> [WHAT THE TASK REQUIRES] Copy out the listing below, changing each "innermost point" to "central point" and leaving everything else untouched.

> [MATERIAL FOR THIS EXERCISE]
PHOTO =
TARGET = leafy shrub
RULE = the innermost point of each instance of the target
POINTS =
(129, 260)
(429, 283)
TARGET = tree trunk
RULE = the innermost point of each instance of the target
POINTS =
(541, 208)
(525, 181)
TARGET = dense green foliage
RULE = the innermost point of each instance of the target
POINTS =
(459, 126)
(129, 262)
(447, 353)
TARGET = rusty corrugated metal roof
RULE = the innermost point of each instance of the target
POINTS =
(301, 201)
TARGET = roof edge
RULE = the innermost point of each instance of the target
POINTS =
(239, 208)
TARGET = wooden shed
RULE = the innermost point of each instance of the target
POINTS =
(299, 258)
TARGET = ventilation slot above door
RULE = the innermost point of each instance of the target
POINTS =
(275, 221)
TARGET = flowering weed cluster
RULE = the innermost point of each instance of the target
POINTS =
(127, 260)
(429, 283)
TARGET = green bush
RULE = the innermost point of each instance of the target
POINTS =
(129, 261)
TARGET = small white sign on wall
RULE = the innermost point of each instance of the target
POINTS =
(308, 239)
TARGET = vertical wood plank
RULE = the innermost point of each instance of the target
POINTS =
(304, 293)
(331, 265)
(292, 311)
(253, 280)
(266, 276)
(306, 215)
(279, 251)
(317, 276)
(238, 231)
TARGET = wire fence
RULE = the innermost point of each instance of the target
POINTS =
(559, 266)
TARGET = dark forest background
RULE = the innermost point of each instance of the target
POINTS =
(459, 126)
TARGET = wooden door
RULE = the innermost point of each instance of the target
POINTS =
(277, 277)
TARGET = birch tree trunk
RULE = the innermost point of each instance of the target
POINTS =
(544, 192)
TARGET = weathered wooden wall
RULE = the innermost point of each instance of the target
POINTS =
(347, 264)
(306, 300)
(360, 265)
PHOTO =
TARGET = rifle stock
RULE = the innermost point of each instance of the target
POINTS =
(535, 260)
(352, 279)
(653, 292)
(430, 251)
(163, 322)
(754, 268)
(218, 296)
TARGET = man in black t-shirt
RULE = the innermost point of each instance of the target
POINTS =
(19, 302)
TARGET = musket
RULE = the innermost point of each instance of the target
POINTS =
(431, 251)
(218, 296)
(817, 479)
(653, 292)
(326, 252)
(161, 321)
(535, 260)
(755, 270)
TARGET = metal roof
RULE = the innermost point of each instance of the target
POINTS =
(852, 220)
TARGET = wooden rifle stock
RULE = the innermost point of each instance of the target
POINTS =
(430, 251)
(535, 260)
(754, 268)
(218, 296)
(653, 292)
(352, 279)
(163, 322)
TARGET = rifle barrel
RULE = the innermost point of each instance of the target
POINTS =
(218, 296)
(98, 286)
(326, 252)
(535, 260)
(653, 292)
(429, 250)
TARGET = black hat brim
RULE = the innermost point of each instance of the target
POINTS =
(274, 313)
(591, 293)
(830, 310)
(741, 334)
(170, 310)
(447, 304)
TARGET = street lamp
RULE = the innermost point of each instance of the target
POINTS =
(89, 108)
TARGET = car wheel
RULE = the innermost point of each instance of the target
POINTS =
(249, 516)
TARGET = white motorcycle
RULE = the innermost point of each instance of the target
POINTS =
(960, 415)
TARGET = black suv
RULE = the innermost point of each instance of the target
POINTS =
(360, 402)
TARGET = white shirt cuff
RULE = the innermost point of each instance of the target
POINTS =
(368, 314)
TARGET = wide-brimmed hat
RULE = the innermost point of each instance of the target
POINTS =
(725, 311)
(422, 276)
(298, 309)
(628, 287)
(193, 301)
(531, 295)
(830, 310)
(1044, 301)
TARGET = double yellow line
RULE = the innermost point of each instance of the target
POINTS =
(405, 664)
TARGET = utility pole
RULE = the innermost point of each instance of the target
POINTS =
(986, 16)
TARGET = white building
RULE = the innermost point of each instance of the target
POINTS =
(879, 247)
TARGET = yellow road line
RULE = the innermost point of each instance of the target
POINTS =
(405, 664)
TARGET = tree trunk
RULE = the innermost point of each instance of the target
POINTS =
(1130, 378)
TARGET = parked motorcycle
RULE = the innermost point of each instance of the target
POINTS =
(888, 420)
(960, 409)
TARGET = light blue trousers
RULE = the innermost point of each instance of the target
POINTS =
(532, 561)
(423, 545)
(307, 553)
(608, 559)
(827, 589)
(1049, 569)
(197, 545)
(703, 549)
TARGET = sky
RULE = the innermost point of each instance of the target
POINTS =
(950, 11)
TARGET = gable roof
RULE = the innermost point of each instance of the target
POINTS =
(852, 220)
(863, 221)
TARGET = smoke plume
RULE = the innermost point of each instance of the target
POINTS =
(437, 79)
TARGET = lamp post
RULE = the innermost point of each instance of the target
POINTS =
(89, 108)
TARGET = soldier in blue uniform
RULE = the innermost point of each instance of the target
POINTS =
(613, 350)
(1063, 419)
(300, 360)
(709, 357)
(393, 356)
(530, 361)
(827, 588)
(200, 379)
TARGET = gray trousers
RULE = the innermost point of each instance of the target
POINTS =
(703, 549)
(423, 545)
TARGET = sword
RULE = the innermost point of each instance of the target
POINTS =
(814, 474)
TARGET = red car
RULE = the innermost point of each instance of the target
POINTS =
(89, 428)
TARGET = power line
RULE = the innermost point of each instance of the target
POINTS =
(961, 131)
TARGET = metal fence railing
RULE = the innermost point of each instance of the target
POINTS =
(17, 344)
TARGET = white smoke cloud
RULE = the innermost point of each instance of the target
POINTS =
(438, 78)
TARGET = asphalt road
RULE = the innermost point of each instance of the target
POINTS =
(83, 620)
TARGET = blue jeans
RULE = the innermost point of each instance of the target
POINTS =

> [SOLUTION TO THIS EXERCISE]
PHOTO =
TARGET = leafy shrub
RULE = the central point of each instance of the target
POINTS =
(129, 260)
(429, 283)
TARGET = tree trunk
RULE = the central point of each instance of the target
POINTS =
(541, 208)
(525, 181)
TARGET = dense green foliage
RULE = the central point of each instance of the target
POINTS =
(459, 126)
(129, 262)
(447, 353)
TARGET = rusty corrugated metal roof
RULE = the central point of each instance of the target
POINTS =
(301, 201)
TARGET = roof edge
RULE = the central point of each instance of the target
POINTS =
(239, 208)
TARGET = wooden shed
RULE = the central point of each instance of the target
POINTS =
(299, 258)
TARGET = ventilation slot above door
RULE = the central point of each instance of the target
POINTS =
(275, 221)
TARGET = flowering weed cluster
RULE = the central point of each instance of the target
POINTS =
(127, 260)
(429, 283)
TARGET = green bush
RULE = the central point of each instance of the target
POINTS =
(129, 261)
TARGET = small white sign on wall
RULE = the central point of each instance of the target
POINTS =
(308, 239)
TARGET = vertical wood plank
RULE = the central point of each instance of the target
POINTS =
(304, 293)
(331, 265)
(292, 311)
(253, 280)
(266, 276)
(306, 215)
(279, 251)
(317, 276)
(238, 231)
TARGET = wire fence
RULE = the central point of each instance of the target
POINTS =
(559, 266)
TARGET = dark forest background
RULE = the central point of each instance of the target
POINTS =
(459, 126)
TARGET = wooden door
RULE = the central point of each instance of the target
POINTS =
(277, 277)
TARGET = birch tree trunk
RULE = the central point of each instance of the target
POINTS =
(544, 192)
TARGET = weathered wooden wall
RULE = the central point of each instance of the target
POINTS =
(347, 264)
(306, 300)
(360, 265)
PHOTO =
TARGET = rifle stock
RULE = the central point of each instance of the target
POINTS =
(535, 260)
(352, 279)
(653, 292)
(430, 251)
(163, 322)
(754, 268)
(218, 296)
TARGET = man in black t-shirt
RULE = the central point of each instance of the target
POINTS =
(19, 302)
TARGET = musket
RULE = the central point of each instance of the target
POINTS =
(431, 251)
(218, 296)
(817, 479)
(653, 292)
(326, 252)
(161, 321)
(535, 260)
(755, 270)
TARGET = metal roof
RULE = the central point of each instance of the target
POINTS =
(852, 220)
TARGET = wooden rifle stock
RULE = the central point of each instance of the target
POINTS =
(430, 251)
(535, 260)
(754, 268)
(218, 296)
(653, 292)
(352, 279)
(163, 322)
TARGET = rifle barrel
RULE = the central point of each instance of the target
POINTS =
(218, 296)
(98, 286)
(326, 252)
(535, 260)
(653, 292)
(429, 250)
TARGET = black hat brim
RULE = the central point of each instance of the target
POINTS =
(274, 313)
(591, 293)
(830, 310)
(741, 334)
(170, 310)
(447, 304)
TARGET = street lamp
RULE = the central point of each instance of the target
POINTS =
(89, 108)
TARGET = car wheel
RULE = the central point of each instance of the target
POINTS =
(249, 516)
TARGET = white motorcycle
RULE = the central point of each instance of the target
POINTS =
(960, 415)
TARGET = black suv
RULE = the central point of each instance of the target
POINTS =
(360, 402)
TARGET = white shirt cuff
RULE = the central point of each instance of the target
POINTS =
(368, 314)
TARGET = wide-brimmed hat
RULE = the central point of each instance of the target
POINTS =
(725, 311)
(422, 276)
(298, 309)
(628, 287)
(193, 301)
(531, 295)
(830, 310)
(1044, 301)
TARGET = double yellow line
RULE = the central point of each instance of the target
POINTS =
(405, 664)
TARGET = utility pole
RULE = the central point of each instance of the target
POINTS =
(986, 16)
TARGET = white building
RULE = the central point of each instance of the target
POINTS =
(879, 247)
TARGET = yellow road line
RULE = the central point of each instance of the target
POINTS =
(405, 664)
TARGET = tree trunk
RULE = the central point of each instance of the target
POINTS =
(1130, 378)
TARGET = parked motorcycle
RULE = the central point of each instance of the target
POINTS =
(888, 420)
(960, 409)
TARGET = light blue trousers
RULE = the central point of each instance of the target
POINTS =
(532, 561)
(423, 545)
(307, 553)
(608, 559)
(827, 589)
(1049, 569)
(197, 545)
(703, 549)
TARGET = sky
RULE = the central point of each instance of the target
POINTS =
(950, 11)
TARGET = gable roof
RULE = the central point of each instance of the target
POINTS =
(852, 220)
(863, 221)
TARGET = smoke plume
RULE = the central point of each instance of the target
POINTS =
(437, 79)
TARGET = lamp post
RULE = the central point of each instance of the target
POINTS =
(89, 108)
TARGET = soldier in blue uniform
RULE = the central point of each instance of the target
POINTS =
(613, 350)
(1063, 419)
(300, 360)
(709, 357)
(393, 356)
(530, 361)
(827, 588)
(200, 379)
TARGET = gray trousers
RULE = the central point of each instance of the target
POINTS =
(703, 549)
(423, 545)
TARGET = sword
RULE = the central point of each instance of the target
POINTS =
(814, 474)
TARGET = red car
RULE = the central point of each instance of the target
POINTS =
(89, 428)
TARGET = power line
RULE = the central point of each instance of the target
POINTS =
(961, 131)
TARGET = metal fence railing
RULE = the central point of each instance of the target
POINTS =
(17, 344)
TARGET = white smoke cloud
RULE = the central point of each instance of the target
POINTS =
(438, 78)
TARGET = asphalt road
RULE = the central point of each instance of the target
POINTS =
(83, 620)
TARGET = blue jeans
RULE = the central point of each instance of the target
POINTS =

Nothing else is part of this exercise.